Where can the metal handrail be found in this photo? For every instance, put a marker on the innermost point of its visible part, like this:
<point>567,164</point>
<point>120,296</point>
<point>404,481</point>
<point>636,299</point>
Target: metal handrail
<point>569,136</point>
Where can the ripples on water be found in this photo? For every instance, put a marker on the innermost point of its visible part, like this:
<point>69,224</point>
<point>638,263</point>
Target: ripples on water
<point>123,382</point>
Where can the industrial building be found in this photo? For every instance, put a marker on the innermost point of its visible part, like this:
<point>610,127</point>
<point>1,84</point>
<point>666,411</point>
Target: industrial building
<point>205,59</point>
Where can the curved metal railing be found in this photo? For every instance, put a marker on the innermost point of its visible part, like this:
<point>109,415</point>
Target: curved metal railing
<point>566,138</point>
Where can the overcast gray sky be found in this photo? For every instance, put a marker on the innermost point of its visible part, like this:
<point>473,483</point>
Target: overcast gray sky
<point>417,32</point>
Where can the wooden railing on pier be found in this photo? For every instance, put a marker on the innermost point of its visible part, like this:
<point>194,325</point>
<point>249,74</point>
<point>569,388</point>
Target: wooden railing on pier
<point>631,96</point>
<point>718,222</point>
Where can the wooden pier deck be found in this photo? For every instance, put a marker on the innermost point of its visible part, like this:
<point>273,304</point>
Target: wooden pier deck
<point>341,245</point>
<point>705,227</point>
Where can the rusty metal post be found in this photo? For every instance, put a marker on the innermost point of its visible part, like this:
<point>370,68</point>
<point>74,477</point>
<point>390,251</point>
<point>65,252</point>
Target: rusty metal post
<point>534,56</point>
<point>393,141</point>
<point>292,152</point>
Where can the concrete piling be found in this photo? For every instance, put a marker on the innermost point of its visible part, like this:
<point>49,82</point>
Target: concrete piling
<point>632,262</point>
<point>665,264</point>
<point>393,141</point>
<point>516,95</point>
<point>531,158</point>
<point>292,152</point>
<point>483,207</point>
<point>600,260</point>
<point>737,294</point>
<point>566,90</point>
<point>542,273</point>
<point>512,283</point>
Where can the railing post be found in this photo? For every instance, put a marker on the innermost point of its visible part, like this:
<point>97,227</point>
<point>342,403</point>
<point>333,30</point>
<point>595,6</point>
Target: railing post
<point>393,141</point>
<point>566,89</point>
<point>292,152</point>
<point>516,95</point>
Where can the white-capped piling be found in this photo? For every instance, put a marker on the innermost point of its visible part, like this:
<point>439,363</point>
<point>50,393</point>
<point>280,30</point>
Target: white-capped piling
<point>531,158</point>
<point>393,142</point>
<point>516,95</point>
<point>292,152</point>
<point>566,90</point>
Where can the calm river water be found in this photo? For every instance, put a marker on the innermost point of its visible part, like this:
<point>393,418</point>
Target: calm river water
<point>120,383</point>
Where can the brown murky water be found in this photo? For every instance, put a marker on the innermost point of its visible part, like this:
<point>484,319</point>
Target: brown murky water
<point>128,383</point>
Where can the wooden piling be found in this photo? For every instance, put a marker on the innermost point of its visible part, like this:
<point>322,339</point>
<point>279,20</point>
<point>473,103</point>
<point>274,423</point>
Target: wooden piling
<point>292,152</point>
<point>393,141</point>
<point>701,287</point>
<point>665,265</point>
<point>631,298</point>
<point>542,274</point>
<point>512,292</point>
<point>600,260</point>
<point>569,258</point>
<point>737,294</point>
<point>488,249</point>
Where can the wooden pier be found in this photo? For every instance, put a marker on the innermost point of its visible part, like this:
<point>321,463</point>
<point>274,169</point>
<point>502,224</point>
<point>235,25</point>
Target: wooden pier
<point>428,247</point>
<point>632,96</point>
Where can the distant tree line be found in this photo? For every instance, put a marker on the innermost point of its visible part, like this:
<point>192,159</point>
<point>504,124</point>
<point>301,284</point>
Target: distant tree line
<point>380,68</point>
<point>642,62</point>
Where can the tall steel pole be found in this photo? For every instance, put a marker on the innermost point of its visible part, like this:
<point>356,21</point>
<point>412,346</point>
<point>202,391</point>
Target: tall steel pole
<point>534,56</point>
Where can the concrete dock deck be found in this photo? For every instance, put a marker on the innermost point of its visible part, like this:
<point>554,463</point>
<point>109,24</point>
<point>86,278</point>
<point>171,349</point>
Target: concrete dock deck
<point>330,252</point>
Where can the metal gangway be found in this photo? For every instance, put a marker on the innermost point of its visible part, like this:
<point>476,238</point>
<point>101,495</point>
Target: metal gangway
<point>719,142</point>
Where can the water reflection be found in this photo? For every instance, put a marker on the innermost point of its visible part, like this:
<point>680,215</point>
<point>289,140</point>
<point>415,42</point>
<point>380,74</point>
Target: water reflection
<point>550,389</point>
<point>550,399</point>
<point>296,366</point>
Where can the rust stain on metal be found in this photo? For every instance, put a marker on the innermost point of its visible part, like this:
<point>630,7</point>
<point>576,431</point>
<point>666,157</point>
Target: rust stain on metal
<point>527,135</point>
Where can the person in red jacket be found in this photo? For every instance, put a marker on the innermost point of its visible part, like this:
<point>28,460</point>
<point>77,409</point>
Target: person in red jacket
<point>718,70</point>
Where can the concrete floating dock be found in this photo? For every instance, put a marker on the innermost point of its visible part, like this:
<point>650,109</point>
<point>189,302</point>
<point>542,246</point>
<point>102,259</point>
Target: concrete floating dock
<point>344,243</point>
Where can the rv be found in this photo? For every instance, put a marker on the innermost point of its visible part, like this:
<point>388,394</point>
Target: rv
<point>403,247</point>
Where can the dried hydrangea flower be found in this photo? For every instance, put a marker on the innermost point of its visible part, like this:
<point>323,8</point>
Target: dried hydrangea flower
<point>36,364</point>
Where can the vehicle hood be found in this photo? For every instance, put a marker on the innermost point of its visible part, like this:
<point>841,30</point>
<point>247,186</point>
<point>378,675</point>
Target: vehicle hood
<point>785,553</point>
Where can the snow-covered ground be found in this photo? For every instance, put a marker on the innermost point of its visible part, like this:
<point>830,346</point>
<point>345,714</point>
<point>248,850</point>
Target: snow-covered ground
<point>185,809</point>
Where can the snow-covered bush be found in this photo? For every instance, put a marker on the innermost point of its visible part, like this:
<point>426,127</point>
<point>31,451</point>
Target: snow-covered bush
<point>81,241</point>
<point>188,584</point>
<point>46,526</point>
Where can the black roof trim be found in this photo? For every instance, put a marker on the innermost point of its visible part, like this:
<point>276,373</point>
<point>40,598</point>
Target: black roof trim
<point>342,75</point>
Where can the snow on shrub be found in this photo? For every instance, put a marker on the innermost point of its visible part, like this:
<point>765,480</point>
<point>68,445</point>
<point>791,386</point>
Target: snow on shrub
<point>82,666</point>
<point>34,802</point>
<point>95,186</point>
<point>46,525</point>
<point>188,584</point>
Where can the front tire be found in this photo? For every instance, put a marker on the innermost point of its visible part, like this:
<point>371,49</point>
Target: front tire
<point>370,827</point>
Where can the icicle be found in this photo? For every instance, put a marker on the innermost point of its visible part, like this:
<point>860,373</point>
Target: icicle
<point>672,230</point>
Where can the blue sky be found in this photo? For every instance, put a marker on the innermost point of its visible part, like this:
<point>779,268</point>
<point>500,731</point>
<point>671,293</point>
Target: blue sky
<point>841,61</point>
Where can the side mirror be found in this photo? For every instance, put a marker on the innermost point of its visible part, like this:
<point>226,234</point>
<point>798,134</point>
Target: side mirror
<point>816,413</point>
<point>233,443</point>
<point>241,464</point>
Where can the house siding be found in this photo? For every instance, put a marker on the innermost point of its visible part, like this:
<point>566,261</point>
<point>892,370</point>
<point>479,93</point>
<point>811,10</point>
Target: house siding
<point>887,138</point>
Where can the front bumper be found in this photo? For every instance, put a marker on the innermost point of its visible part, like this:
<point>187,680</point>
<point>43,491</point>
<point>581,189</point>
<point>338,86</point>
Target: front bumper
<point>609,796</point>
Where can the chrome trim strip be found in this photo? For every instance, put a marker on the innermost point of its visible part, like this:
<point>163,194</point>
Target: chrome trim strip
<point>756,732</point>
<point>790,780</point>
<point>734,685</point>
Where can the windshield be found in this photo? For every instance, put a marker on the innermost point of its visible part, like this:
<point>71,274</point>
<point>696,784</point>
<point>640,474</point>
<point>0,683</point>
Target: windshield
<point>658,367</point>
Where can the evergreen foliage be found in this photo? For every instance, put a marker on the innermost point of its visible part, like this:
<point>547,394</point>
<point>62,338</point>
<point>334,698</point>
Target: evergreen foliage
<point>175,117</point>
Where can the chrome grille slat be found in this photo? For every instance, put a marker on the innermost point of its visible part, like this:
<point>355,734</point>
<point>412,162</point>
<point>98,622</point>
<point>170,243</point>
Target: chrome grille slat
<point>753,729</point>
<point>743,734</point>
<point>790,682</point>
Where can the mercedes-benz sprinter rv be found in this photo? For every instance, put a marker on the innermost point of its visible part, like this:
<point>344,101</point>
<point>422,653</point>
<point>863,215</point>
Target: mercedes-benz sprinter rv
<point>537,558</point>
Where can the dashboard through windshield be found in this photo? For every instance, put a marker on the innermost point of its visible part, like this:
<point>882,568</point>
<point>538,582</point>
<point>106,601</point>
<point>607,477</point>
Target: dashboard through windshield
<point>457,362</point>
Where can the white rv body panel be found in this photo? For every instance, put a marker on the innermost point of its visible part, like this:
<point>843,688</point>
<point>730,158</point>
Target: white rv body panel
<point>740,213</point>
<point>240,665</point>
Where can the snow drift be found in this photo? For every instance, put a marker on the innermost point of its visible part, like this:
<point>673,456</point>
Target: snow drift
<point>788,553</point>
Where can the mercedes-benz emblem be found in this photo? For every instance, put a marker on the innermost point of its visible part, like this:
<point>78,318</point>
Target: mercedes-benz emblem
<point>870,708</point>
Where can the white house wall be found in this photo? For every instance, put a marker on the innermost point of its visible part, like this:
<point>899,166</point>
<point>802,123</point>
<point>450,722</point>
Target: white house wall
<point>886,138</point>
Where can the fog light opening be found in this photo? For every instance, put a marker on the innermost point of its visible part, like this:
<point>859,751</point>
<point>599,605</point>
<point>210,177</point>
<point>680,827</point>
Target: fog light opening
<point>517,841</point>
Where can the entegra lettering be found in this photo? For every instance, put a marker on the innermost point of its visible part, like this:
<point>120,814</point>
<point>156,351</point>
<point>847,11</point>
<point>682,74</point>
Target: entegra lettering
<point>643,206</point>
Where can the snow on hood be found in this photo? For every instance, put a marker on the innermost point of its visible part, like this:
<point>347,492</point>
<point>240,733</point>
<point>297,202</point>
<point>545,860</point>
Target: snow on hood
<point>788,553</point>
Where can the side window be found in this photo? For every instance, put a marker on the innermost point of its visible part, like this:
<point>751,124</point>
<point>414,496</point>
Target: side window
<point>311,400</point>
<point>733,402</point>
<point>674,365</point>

──────

# [Exercise goal]
Could you reproduce the material word for word, from the line with "Where can the snow drift" to the line with "<point>517,841</point>", including both of those lines?

# [Task response]
Where can the snow drift be found in this photo? For every instance, put a marker on the innermost point of its visible part, like this:
<point>673,456</point>
Target: snow drift
<point>788,553</point>
Where can the mercedes-benz emblem be found in this photo? For every instance, put a marker on the innermost point of its visible part, like this:
<point>78,318</point>
Target: mercedes-benz emblem
<point>870,708</point>
Where can the white house wall be found in this photo? For every instance, put a marker on the innermost point of its visible part, like this:
<point>899,166</point>
<point>802,123</point>
<point>450,722</point>
Target: white house wall
<point>886,138</point>
Where can the fog light opening be found in this photo? For every instance, put a marker on the innermost point of its visible part, like this:
<point>859,751</point>
<point>599,605</point>
<point>210,177</point>
<point>680,827</point>
Target: fog light opening
<point>517,841</point>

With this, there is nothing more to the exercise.